▶ **Texto de leitura**:
────────────────────────────────────────

A reação na Europa aumenta os desafios crescentes do Facebook

Os documentos internos de Haugen, relatados pela primeira vez pelo The Wall Street Journal no mês passado, desencadearam novas convocatórias partidárias no Congresso por leis destinadas às plataformas nas redes sociais

A paralisação global do Facebook demonstrou o quão essenciais os produtos da empresa se tornaram para a vida diária.

A União Europeia tem sido vista há anos como o principal regulador do setor de tecnologia do mundo em questões como antitrust e privacidade de dados, e as suas regras costumam servir de modelo para outros países.

Leis que podem ser adotadas no final de 2021 podem impor regras mais duras sobre como o Facebook e outras empresas de internet operam, equilibrando o domínio das Big Tech sobre a economia digital.

No seu depoimento ao congresso dos EUA, a Sra. Haugen destacou várias ideias que correspondem ao que as autoridades da União Europeia têm debatido no ano passado.

Uma das propostas, a Lei de Serviços Digitais, inclui requisitos de transparência exigidos por Haugen durante o seu depoimento, exigindo que o Facebook e outras grandes plataformas de tecnologia divulguem detalhes para reguladores, sobre os seus serviços, algoritmos e práticas de moderação de conteúdo.

O projeto de lei também pode forçar o Facebook e outros gigantes da tecnologia a realizar avaliações anuais de risco em áreas como a disseminação de desinformação e conteúdo odioso.

────────────────────────────────────────

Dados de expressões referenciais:
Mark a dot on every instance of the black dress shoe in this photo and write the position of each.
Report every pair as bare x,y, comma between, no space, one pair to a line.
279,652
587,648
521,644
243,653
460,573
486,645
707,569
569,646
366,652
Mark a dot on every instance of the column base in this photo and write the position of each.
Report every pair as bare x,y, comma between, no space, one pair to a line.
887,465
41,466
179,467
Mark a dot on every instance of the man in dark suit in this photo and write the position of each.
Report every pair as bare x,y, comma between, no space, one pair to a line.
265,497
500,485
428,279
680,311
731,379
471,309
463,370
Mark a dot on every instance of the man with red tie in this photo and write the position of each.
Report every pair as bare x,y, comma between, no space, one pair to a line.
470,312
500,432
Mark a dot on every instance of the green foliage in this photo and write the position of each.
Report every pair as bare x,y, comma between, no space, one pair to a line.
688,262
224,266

────────────────────────────────────────

▶ **Tarefas a cumprir**:
a: Reescreva em forma de lista o parágrafo do texto sobre o Facebook que começa por "Uma das propostas, a Lei de Serviços Digitais", mantendo os seus factos principais.
b: Responda, com base no texto sobre o Facebook, às perguntas seguintes:
(i) Que jornal relatou pela primeira vez os documentos internos de Haugen?
(ii) Em que questões a União Europeia é vista há anos como o principal regulador do setor de tecnologia?
(iii) Em que áreas o projeto de lei pode obrigar os gigantes da tecnologia a realizar avaliações anuais de risco?
c: Prossiga o texto sobre o Facebook a partir do ponto em que termina.
As linhas constituem material independente do texto.

▶ **Respostas por ordem**:
a:
- A Lei de Serviços Digitais é uma das propostas.
- Inclui requisitos de transparência exigidos por Haugen no seu depoimento.
- Exige que o Facebook e outras grandes plataformas de tecnologia divulguem aos reguladores detalhes sobre os seus serviços, algoritmos e práticas de moderação de conteúdo.

b:
(i) The Wall Street Journal.
(ii) Antitrust e privacidade de dados.
(iii) Disseminação de desinformação e conteúdo odioso.

c:
Outra proposta da UE, o Digital Markets Act, estabeleceria uma nova regulamentação de concorrência para as maiores plataformas de tecnologia, incluindo a restrição da sua capacidade em usar o seu domínio com um produto para ganhar vantagem sobre rivais em outra categoria de produto.

As principais diferenças entre os legisladores europeus permanecem sobre até que ponto as novas leis devem chegar, especialmente regulamentações sobre conteúdo gerado por utilizadores que levantam preocupações sobre a liberdade de expressão.

Haugen também falou com Vera Jourova, vice-presidente da Comissão Europeia que desempenhou um papel fundamental nas políticas de proteção de dados e desinformação da UE.

«Essa conversa confirmou-mw que a direção da Europa em tecnologia é a certa», disse Jourova no Twitter .
«Precisamos fornecer regras e tornar as plataformas mais responsáveis».

Em França, a Sra. Haugen conversou com Cédric O, secretário de estado do país para transição digital e comunicações eletrónicas.

O Facebook concordou, na quarta-feira, com uma nova regulamentação necessária, embora se oponha a algumas áreas-chave das propostas da UE sobre o cumprimento dos requisitos de transparência, realização de avaliações de risco e fazer mais para detetar conteúdo, bens e serviços ilegais.

«Todos os dias, tomamos decisões difíceis sobre onde traçar limites entre liberdade de expressão e discurso prejudicial, privacidade, segurança e outras questões»

disse Robin Koch, porta-voz do Facebook, num comunicado.

«Mas não devemos tomar essas decisões por conta própria, e é por isso que há anos defendemos regulamentações atualizadas, onde legisladores eleitos democraticamente definam padrões da indústria aos quais todos podemos aderir».

A Sra. Haugen irá viajar para a Europa nas próximas semanas e reunir-se com os legisladores da União Europeia sobre novas propostas para regulamentar as redes sociais e falar na Web Summit, que começa a 1 de novembro em Portugal.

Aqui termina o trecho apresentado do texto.